*WRITTEN REQUEST*:
The lines to extract begin at the one containing "Target: blue sky" and run to the end of the listing; set them down exactly and alone.

*PROVIDED RECORDS*:
• • • • • • •
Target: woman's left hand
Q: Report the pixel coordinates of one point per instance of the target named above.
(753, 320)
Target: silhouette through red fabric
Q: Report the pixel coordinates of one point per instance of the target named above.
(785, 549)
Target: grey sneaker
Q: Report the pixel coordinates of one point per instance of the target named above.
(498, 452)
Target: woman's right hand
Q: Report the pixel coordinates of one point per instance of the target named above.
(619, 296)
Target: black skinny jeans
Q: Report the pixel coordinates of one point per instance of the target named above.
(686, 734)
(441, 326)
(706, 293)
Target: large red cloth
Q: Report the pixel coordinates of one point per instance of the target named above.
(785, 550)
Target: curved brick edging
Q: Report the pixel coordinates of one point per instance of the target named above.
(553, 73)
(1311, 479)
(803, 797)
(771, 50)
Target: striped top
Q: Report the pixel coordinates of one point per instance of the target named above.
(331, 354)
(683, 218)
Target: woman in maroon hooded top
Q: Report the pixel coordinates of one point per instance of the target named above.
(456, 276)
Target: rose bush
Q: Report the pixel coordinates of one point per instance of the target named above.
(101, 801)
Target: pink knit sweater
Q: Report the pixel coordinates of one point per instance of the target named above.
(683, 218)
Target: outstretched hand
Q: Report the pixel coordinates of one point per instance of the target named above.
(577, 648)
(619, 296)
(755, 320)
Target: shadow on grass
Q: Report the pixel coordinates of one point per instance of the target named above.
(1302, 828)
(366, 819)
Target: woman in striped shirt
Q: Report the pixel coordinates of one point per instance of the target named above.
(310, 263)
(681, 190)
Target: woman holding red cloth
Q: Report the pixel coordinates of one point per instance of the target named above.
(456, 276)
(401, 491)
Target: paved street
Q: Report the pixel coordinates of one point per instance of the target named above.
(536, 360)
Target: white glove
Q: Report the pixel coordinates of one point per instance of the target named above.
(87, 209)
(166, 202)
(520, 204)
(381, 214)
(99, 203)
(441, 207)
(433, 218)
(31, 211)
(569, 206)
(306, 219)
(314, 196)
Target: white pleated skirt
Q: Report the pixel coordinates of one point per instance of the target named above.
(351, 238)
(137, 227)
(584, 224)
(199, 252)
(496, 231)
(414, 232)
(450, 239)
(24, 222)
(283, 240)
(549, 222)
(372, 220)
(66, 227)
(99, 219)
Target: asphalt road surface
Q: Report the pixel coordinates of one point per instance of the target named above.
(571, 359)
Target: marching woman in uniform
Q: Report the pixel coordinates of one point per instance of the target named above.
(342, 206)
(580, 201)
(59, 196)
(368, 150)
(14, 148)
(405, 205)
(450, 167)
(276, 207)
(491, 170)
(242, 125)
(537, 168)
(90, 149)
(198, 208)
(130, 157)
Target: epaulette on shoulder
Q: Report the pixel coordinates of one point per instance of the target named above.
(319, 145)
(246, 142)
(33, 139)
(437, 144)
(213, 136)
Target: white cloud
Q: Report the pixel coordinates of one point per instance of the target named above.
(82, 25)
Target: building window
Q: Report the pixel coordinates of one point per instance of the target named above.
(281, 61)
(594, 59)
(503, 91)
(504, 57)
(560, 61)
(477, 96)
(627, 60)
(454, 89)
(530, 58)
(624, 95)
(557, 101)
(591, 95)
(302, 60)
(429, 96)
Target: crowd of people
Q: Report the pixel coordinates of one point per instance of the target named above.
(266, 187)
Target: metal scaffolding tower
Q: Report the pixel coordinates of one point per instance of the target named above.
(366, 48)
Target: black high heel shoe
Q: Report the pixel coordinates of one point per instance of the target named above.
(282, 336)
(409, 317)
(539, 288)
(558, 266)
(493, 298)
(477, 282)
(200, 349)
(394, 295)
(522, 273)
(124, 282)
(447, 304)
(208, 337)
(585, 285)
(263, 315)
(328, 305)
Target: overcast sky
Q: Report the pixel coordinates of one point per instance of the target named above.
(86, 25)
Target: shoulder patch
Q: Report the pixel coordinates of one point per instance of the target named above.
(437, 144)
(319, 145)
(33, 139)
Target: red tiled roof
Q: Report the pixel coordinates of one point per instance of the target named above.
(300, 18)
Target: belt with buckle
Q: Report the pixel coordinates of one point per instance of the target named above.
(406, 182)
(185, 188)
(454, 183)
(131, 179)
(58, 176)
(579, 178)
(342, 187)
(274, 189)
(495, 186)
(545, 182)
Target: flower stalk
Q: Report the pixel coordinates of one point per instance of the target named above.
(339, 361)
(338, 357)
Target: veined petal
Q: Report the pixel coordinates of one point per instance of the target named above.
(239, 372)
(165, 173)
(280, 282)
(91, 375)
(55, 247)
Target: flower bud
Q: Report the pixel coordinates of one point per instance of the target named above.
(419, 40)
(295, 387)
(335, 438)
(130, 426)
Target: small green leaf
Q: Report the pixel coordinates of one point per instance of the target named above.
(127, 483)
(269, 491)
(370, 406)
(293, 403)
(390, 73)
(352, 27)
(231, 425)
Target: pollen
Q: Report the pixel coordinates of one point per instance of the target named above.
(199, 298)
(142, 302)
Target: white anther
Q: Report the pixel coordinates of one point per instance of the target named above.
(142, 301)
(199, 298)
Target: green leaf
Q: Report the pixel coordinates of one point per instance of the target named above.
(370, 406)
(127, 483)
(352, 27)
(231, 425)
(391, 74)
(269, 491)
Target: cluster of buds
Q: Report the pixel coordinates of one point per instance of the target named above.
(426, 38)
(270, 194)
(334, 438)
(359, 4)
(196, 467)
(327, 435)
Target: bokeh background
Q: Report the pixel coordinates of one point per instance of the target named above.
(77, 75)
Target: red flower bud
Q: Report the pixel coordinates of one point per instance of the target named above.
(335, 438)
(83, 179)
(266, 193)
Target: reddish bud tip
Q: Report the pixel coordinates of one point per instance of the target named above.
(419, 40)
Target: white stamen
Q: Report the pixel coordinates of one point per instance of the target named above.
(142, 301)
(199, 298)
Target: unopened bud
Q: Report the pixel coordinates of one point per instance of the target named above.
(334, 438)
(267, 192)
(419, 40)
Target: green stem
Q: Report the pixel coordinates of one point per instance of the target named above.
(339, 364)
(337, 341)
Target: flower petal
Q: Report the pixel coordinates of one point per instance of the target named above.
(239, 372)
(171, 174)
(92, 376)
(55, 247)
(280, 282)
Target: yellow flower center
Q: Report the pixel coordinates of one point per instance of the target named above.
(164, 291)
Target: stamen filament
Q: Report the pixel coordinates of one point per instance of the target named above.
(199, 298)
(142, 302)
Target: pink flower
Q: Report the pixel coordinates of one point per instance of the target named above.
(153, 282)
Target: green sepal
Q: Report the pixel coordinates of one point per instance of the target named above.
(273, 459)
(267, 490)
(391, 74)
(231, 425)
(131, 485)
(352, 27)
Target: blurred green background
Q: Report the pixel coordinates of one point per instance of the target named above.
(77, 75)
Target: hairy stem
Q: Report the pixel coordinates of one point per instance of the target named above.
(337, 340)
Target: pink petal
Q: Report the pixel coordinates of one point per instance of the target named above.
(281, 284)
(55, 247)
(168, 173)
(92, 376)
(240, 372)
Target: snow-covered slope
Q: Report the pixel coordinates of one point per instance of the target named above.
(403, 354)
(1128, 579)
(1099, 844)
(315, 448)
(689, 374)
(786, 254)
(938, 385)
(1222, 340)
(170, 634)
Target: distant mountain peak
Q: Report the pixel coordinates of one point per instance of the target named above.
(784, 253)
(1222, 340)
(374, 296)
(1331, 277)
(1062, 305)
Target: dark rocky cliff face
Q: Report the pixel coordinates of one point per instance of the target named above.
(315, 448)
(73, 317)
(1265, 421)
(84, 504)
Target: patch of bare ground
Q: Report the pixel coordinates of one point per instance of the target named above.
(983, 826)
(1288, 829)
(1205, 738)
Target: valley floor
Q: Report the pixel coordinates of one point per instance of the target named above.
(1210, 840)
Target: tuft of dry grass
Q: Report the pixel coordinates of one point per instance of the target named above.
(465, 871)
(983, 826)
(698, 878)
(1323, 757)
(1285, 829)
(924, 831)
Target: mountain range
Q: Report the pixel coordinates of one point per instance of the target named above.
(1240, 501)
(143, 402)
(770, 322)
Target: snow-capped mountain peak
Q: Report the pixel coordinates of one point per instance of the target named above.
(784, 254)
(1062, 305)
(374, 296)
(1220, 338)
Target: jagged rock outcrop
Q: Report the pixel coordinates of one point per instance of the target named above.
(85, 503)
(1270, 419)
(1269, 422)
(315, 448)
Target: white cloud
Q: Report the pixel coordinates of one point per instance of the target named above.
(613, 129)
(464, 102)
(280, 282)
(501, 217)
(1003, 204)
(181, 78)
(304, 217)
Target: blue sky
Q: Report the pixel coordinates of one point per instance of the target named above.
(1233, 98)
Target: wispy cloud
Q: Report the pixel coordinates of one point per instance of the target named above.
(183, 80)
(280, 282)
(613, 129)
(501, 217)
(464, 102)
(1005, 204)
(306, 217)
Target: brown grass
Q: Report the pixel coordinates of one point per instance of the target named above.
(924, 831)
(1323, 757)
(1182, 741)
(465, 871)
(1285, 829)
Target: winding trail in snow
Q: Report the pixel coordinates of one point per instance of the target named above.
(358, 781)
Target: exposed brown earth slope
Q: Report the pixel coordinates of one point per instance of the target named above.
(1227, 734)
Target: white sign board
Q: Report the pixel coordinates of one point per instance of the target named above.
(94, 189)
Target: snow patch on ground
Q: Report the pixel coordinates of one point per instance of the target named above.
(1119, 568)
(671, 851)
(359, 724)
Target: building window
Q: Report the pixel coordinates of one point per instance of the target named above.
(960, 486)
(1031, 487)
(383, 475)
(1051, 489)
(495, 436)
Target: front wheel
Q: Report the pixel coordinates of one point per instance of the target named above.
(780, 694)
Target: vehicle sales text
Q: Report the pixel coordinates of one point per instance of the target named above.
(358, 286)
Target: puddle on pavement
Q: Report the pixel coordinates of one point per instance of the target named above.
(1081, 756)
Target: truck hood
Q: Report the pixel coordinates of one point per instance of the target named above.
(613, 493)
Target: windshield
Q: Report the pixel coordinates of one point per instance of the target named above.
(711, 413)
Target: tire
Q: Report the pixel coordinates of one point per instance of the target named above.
• • • • • • •
*RESPONSE*:
Target: blue sky
Q: Report the pixel coordinates of one point per instance of the target named above.
(1233, 98)
Target: wispy cloud
Q: Report the pixel coordinates of one point per instance of the target named above.
(183, 80)
(280, 282)
(613, 129)
(501, 217)
(464, 102)
(1005, 204)
(306, 217)
Target: brown grass
Q: Report the pixel coordinates of one point per instance of the target named above.
(924, 831)
(1323, 757)
(1182, 741)
(465, 871)
(1285, 829)
Target: winding trail in snow
Q: Report the pixel coordinates of one point per instance of the target named above.
(358, 781)
Target: exposed brown earth slope
Q: Report the pixel coordinates of one point per instance of the target named above.
(1227, 734)
Target: white sign board
Q: Report the pixel coordinates of one point per instance of the target named above.
(94, 189)
Target: snow patch on ground
Q: Report the pixel coordinates of one point per instance of the target named above.
(1119, 568)
(671, 851)
(359, 724)
Target: building window
Q: Report the pixel coordinates of one point per instance of the target named above.
(960, 486)
(1031, 487)
(383, 475)
(1051, 489)
(495, 436)
Target: front wheel
Q: Report the pixel coordinates of one point per instance of the target named above.
(780, 694)
Target: vehicle sales text
Q: Report the pixel coordinates of one point per instance of the target named above.
(358, 286)
Target: puddle on pavement
Q: Report the pixel coordinates of one point per instance of the target named above.
(1081, 756)
Target: truck hood
Q: Report the pixel coordinates of one point per instance of the target named above.
(613, 493)
Target: windshield
Q: Report the pixel coordinates of one point per instance of the target named above.
(711, 413)
Target: tire
Q: Report the pixel coordinates of one point per instance of the target named above.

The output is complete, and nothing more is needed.